MATERIAL SHOWN below:

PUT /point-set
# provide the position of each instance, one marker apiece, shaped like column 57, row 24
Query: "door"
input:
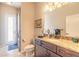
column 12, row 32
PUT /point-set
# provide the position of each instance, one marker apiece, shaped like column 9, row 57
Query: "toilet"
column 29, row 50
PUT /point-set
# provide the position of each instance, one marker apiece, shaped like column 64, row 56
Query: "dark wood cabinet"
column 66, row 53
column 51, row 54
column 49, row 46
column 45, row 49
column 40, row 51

End of MATERIAL SHOWN.
MATERIAL SHOWN below:

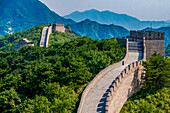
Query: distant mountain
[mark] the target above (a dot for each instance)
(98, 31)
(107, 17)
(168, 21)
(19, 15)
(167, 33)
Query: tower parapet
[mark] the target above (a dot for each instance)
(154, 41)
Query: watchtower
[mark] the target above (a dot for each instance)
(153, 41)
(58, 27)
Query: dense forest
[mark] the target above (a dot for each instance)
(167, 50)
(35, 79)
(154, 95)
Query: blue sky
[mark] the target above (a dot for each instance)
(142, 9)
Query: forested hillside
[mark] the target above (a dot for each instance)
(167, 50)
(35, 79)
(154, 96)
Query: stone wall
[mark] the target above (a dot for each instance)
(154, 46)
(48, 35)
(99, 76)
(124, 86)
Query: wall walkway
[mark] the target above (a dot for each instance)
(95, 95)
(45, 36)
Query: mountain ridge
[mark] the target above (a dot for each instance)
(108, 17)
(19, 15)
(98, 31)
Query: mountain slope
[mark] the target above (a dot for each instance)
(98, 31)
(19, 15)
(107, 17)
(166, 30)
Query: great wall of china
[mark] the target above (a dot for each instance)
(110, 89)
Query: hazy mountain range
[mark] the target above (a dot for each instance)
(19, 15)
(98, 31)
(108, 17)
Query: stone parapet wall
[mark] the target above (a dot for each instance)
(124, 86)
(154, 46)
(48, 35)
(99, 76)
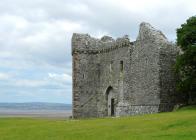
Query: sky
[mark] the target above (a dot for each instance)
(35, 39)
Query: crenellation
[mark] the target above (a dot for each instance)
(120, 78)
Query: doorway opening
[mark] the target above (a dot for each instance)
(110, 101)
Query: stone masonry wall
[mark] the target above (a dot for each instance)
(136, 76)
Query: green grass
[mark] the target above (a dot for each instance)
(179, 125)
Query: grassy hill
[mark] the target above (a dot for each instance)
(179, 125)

End of MATERIAL SHOWN.

- _WHAT YOU WILL DO_
Write out each line above that contains the word "marker".

- _PROBLEM SOLUTION_
# provide the position of each instance, one marker apiece, shaped like column 57, row 24
# provide the position of each instance, one marker apiece, shaped like column 9, row 57
# provide the position of each instance, one marker apiece, shaped like column 64, row 56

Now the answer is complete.